= TASK =
Go through the data that follows and restate each line exactly as it reads.

= Stored data =
++++++++++
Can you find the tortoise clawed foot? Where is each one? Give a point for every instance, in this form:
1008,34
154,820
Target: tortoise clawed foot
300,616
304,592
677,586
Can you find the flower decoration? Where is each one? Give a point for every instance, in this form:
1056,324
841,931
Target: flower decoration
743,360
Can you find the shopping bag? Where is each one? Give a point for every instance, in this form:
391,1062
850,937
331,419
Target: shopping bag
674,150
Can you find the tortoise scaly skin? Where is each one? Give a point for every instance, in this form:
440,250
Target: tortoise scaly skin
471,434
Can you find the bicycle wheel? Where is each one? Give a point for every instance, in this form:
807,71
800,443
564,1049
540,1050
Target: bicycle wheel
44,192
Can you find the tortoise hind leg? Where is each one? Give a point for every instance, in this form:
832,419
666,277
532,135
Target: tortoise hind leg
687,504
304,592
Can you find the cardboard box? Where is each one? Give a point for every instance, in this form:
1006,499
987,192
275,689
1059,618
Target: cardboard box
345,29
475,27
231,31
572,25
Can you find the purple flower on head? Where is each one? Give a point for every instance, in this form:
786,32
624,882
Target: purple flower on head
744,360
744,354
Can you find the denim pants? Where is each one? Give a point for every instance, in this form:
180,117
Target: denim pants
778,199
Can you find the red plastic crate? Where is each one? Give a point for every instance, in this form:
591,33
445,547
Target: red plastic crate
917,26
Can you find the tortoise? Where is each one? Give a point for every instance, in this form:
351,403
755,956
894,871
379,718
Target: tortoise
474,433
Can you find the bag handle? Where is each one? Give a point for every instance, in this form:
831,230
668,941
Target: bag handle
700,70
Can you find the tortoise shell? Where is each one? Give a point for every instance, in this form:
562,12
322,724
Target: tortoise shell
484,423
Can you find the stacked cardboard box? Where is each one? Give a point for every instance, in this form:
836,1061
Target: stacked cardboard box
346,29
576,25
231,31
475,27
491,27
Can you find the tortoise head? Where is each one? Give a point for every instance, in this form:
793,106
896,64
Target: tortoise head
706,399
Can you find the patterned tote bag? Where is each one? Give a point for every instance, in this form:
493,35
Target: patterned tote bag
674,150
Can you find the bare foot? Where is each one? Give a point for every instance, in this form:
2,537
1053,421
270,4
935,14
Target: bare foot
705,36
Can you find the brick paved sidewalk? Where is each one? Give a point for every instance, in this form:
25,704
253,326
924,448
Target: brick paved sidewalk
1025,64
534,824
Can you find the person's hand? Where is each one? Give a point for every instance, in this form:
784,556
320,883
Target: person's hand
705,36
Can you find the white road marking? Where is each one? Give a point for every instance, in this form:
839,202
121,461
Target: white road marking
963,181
++++++++++
= RESPONSE BELOW =
Can you find the tortoise clawed foot? Where is each one? Give a point for every instance, in this form:
1008,34
154,820
Target: tortoise clawed foot
300,616
304,592
677,586
Can you find the flower decoration? Where is each one? Give a point for every instance, in this form:
1056,324
841,931
Target: flower decoration
743,360
Can you find the shopping bag? Where is each one? Give a point for every instance, in this form:
391,1062
850,937
331,419
Target: shopping bag
674,150
Can you find the tortoise scaly skin? Where is each one? Give a point for every instance, in this form:
440,250
Target: tortoise scaly skin
471,434
Can you find the bicycle wheel? Where is each one? Give a point for every instance, in this form:
807,71
800,443
564,1049
540,1050
Target: bicycle wheel
44,192
Can you find the tortoise hind leg? Where is each one? Give a point for every instance, in this form:
832,419
666,277
532,135
Target: tortoise hind leg
687,504
304,592
Can you find the cardboard box? Where is each one? Give a point for every instance, in this form:
1006,499
987,192
275,689
1059,618
Target: cardboard box
345,29
475,27
231,31
572,25
Can you find the purple flower on head? Where is each one? Give a point for every instance, in this form:
786,32
624,882
Target: purple flower on head
744,360
744,354
Can you find the denim pants? Where is each one? Give a point for every instance, in this form:
180,117
Target: denim pants
778,199
Can you find the red plastic crate? Where is each one? Give a point for every instance, in this form:
591,33
445,547
Target: red plastic crate
917,26
Can you find the tortoise? Where is each one? Give a point for every instance, in this form:
351,403
755,956
894,871
379,718
Target: tortoise
474,433
Can you find the bag handle? Where is each one? Give a point for every instance, in this form:
831,230
668,941
Target: bag handle
700,70
Can you find the tortoise shell? Where is each one? Give a point for every instance, in this form:
562,12
322,724
Target: tortoise shell
484,423
Can you find the stacked cardboard box? Where is each one? Give a point for every instance, in this form:
836,1061
Target: stacked cardboard box
346,29
576,25
231,31
475,27
491,27
Can you find the tortoise head? Where is each one? Give a point for every instance, in this form:
793,106
896,64
Target: tortoise head
706,399
Can you find the patterned tote bag? Where is each one? Give a point for every instance, in this form:
493,35
Target: patterned tote bag
674,150
Can you find the bare foot? Where is each one? Give a point for every instance, in this form:
2,537
1053,421
270,4
935,14
Target: bare foot
705,36
Can you find the brick paved sidewalk? Where is each one? Give a point for every instance, in this form:
25,704
253,326
924,448
Target: brick paved sidewalk
1025,64
534,824
Can you find the person's hand? Where is each one? Give a point for every instance, in this form:
784,556
320,883
Target: person's hand
705,36
Can you find the white road marking? Where is each one? Give a point for every instance, in this form:
839,202
121,461
Target: white road marking
963,181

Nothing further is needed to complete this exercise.